CONSIGNES:
a. Dans le texte sur l'ostéopathie et l'équilibre des personnes âgées, relevez toutes les parties de la boucle sensori-motrice dont l'intervention pourrait permettre l'optimisation.
b. Prolongez le texte sur l'ostéopathie et l'équilibre des personnes âgées à la suite de sa dernière phrase.

EXTRAIT DU TEXTE:

Une observation intéressante a été faite lorsque les participants ont été évalués directement après les séances de T.O.G. En effet, une instabilité posturale était parfois présente et cela pourrait correspondre à un temps d’intégration somato-sensorielle. Cette constatation suggère la nécessité, au niveau clinique, de prévenir les patients âgés de ce possible déséquilibre transitoire suivant les séances de TOG.

Les observations obtenues à partir de la présente étude suggèrent l’efficacité du traitement ostéopathique général dans l’augmentation de la stabilité posturale chez les personnes âgées autonomes. En effet, comme le révèle la diminution significative de l’indice d’oscillation en condition yeux ouverts, et la diminution significative de l’indice de stabilité posturale antéro-postérieure dans les deux conditions (yeux ouverts et yeux fermés), le protocole de T.O.G. a été efficace pour améliorer l’équilibre statique dans la cohorte gériatrique de cette étude. Considérant le risque associé à une augmentation de l’oscillation posturale, les résultats de cette étude suggèrent que l’intervention ostéopathique chez les personnes âgées présentant des troubles d’équilibre mérite d’être étudiée davantage. Le soin ostéopathique pourrait donc jouer un rôle préventif dans la prise en charge multidisciplinaire de la chute. L’efficacité de l’intervention réside potentiellement dans son influence sur tous les niveaux de contrôle moteur, c’est-à-dire l’optimisation potentielle des parties afférentes, intégratives et efférentes de la boucle sensori-motrice sous-jacente au contrôle postural. Enfin, les résultats de cette étude mettent de l’avant la nécessité de poursuivre la recherche ostéopathique dans le domaine de l’équilibre et de la posture chez les personnes âgées autonomes.

CONTENU DES DONNÉES:

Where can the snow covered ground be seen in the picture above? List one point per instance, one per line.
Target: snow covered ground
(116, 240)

VOS RÉPONSES:
a.
- les parties afférentes
- les parties intégratives
- les parties efférentes

b.
Par ailleurs, la présente étude possède d’importantes considérations ostéopathiques par rapport à la démonstration objective de l’efficacité du T.O.G. Cette étude enrichit la mince littérature existante sur le traitement ostéopathique général et son efficacité en tant qu’approche musculo-squelettique. Ces observations soutiennent l’enthousiasme de Wernham pour cette technique historique, quoique possiblement expliquée par des moyens différents. En effet, compte tenu des connaissances actuelles, les modèles biomécaniques sous-tendant un paradigme compressif tel que celui de Littlejohn sont remis en question. Parmi la variété de modèles biomécaniques contemporains, la tenségrité semble faire surface dans une multitude de domaines tels que l’ostéopathie. Cette façon différente de modéliser la biomécanique humaine mérite une sérieuse réflexion considérant qu’elle semble apporter des réponses aux questions non résolues du modèle développé par Littlejohn. L’humble questionnement sur une transition potentielle de la compréhension ostéopathique de la biomécanique, passant d’un paradigme de compression illustré par le modèle de Littlejohn à un paradigme de tenségrité, peut être un pas vers une compréhension plus unifiée des phénomènes mécaniques humains et de la santé.

En dépit des résultats prometteurs de cette étude, la prudence s’impose concernant l’interprétation et concernant les conclusions pouvant en être tirées. En effet, le devis quasi-expérimental ne permet pas de contrôle de l’effet placebo, la taille de l’échantillon (n=17) est limitée et l’échantillonnage de convenance peut amener un biais de sélection. Tous ces éléments limitent la transférabilité des résultats et la force de ceux-ci. De plus, le chercheur a opéré lui-même l’appareil de posturographie, ce qui constitue une faiblesse importante de l’étude. Ce choix méthodologique a été fait pour tenir compte de l’aspect de faisabilité, mais affecte négativement la validité interne de l’étude.

Redonner le rythme inhérent aux patients gériatriques via le Traitement Ostéopathique Général représente une humble contribution ostéopathique à leur bien-être. Cette population croissante symbolise un reflet du passé qui possède une expérience riche et une compréhension unique de ce monde complexe en constant changement. D’après les résultats de cette étude, l’application du T.O.G semble constituer une approche valable pour cette portion de la population et mérite la reconnaissance en tant qu’outil ostéopathique puissant et respectable.